* _Dataset excerpts_

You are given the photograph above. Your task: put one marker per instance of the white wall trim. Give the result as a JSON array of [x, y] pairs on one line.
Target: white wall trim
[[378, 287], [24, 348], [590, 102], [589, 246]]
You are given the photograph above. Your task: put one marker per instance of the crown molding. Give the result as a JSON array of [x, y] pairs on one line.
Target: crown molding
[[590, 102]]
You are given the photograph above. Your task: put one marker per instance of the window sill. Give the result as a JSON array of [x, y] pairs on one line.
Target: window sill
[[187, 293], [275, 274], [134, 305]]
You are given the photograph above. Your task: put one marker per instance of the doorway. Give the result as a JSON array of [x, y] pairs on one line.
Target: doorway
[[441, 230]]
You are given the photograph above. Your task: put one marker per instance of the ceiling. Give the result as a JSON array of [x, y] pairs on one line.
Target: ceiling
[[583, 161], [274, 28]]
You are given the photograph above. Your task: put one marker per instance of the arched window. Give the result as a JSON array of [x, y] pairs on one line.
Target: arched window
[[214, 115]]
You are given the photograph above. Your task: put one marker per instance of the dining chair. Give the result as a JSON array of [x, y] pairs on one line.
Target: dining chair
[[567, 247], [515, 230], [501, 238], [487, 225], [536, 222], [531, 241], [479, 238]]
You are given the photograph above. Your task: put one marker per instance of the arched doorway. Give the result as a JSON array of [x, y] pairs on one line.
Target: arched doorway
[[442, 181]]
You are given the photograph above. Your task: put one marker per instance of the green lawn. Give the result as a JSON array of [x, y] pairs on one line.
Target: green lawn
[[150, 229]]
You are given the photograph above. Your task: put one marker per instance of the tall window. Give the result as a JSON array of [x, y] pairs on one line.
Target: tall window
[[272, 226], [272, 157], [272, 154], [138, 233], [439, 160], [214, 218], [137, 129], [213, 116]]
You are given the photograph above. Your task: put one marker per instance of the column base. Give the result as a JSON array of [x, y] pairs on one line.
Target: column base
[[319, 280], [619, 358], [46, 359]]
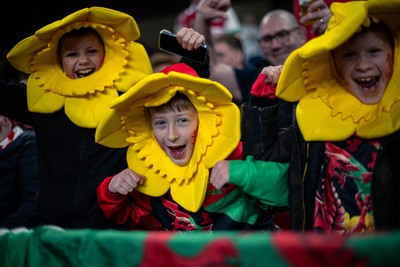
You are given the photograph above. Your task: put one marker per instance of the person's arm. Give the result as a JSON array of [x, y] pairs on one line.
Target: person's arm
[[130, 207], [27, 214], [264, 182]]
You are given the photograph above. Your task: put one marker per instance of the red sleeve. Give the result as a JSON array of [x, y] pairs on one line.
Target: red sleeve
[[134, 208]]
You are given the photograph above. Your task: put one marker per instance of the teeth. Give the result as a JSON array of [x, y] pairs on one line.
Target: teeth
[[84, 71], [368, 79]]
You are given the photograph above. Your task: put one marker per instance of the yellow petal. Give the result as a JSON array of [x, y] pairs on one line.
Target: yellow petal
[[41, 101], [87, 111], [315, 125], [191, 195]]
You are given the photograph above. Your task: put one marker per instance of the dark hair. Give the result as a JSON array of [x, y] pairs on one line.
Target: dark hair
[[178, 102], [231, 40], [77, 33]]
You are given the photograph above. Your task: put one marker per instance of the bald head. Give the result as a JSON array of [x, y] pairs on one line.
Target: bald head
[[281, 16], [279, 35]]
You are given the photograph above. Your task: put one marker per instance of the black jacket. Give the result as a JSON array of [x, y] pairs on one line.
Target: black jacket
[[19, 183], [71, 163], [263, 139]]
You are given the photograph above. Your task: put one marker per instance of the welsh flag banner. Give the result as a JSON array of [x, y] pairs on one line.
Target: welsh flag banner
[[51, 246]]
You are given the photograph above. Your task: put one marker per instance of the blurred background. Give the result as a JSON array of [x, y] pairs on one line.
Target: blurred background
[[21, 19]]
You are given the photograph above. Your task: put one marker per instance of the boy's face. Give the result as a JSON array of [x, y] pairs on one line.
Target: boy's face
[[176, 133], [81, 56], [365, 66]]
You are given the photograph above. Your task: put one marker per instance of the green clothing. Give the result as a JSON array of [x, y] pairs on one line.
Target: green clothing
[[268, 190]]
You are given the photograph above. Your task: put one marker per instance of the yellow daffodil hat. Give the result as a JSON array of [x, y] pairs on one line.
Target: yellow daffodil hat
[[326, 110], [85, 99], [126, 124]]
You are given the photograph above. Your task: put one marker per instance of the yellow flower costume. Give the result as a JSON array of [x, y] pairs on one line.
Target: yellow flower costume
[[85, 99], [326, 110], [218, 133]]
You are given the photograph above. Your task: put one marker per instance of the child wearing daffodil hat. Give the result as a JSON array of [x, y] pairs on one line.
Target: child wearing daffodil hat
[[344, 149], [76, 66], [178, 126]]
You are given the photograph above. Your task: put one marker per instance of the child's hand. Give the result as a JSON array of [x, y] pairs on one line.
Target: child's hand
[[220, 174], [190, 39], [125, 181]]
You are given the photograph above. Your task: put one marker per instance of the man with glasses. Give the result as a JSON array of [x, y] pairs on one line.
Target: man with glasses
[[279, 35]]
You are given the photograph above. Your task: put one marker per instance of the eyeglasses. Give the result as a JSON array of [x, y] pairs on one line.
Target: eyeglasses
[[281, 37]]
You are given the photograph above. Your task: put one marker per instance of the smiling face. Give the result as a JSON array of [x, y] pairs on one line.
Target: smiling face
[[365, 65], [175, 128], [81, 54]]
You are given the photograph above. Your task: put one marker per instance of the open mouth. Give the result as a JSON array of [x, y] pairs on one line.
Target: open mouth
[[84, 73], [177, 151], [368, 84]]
* * *
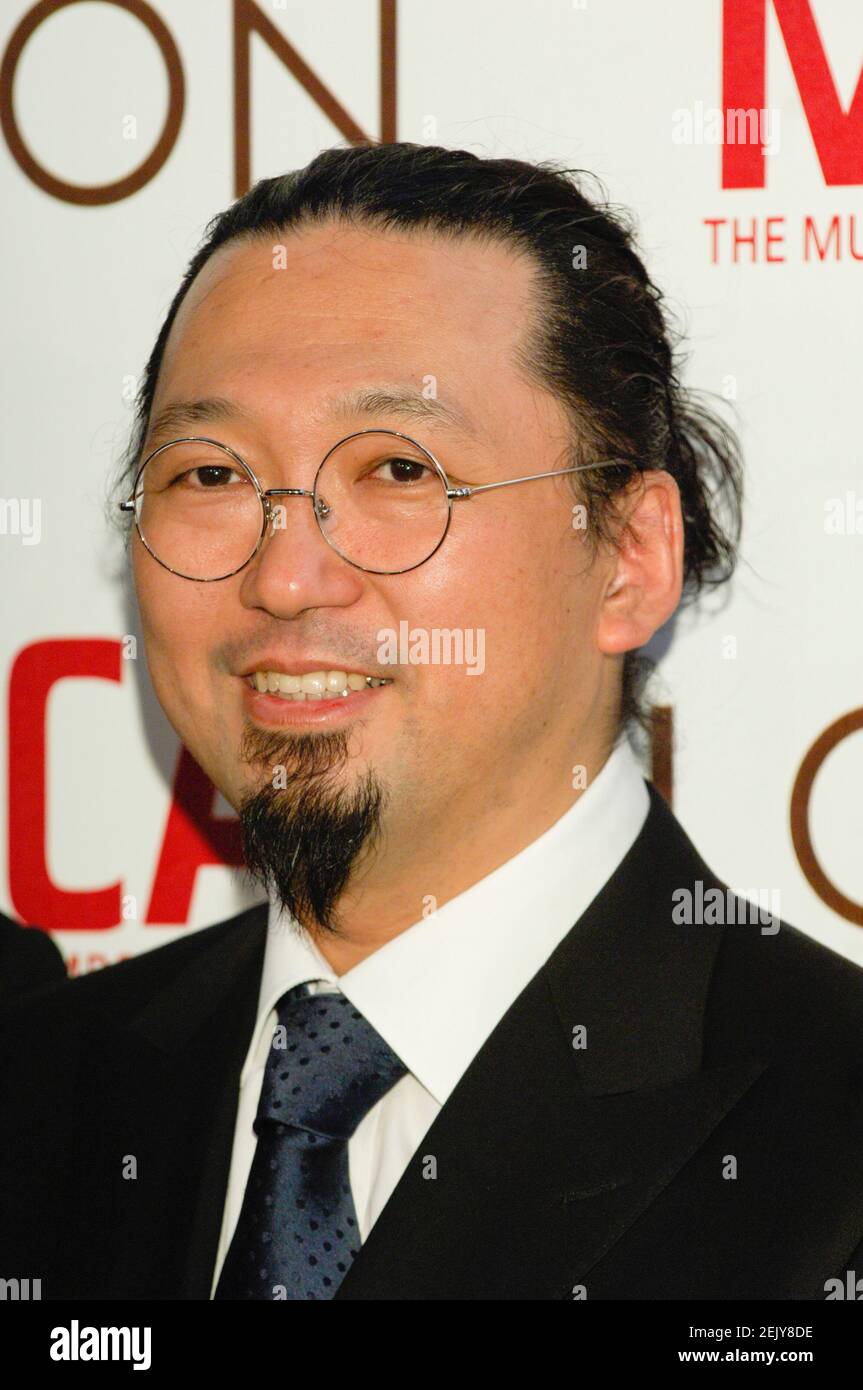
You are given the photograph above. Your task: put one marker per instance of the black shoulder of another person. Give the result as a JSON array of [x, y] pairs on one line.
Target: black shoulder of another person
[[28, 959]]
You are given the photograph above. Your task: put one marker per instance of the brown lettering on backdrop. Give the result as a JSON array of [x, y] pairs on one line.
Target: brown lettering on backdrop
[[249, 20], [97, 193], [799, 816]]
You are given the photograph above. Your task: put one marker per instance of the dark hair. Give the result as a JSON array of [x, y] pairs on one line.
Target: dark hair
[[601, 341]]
...
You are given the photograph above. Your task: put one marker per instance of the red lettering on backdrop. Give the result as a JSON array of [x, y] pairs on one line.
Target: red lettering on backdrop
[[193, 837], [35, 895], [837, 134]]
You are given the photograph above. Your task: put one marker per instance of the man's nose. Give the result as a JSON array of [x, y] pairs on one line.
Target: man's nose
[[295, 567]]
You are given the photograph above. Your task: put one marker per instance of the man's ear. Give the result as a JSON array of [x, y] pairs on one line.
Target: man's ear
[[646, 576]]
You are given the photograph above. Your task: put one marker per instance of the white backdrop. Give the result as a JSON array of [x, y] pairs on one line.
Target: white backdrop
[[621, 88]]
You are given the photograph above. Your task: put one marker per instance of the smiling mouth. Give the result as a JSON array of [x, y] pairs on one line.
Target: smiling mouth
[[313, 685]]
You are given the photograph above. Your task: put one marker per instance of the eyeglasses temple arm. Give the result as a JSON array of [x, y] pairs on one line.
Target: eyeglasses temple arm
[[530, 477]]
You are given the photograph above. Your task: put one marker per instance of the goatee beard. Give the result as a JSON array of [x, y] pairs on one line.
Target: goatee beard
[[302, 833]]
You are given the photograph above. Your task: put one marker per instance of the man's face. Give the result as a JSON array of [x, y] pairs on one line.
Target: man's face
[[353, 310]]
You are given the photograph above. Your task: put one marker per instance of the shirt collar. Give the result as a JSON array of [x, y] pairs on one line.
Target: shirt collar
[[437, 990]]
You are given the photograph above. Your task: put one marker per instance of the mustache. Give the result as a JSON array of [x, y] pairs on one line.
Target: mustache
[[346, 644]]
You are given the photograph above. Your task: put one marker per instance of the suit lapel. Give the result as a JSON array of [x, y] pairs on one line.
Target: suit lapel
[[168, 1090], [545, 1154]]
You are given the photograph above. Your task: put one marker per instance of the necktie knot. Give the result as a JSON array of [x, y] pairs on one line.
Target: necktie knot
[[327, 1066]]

* _The request_
Carry over the material starting at the line containing "of the mustache." and ending at the line containing "[[327, 1066]]", with both of those lines included. Add 65 to every coordinate in the answers and leave the rest of the text unchanged.

* _Written response_
You are given the photograph above. Your task: put one marker per instance of the mustache. Give the result as a JSON array of [x, y] pairs on one line.
Target: mustache
[[411, 709]]
You are given the photograph above. Your task: put one marker per instance of the suit lapel. Give the result as a JSON array of [x, y] pairs on one line.
Target: suit lapel
[[233, 1155], [610, 1219]]
You are given the photograph above. Your task: put one marker per instance of the necktie knot. Give the result as a JSON array of [x, y] pairs on one line.
Target: necktie knot
[[392, 1131]]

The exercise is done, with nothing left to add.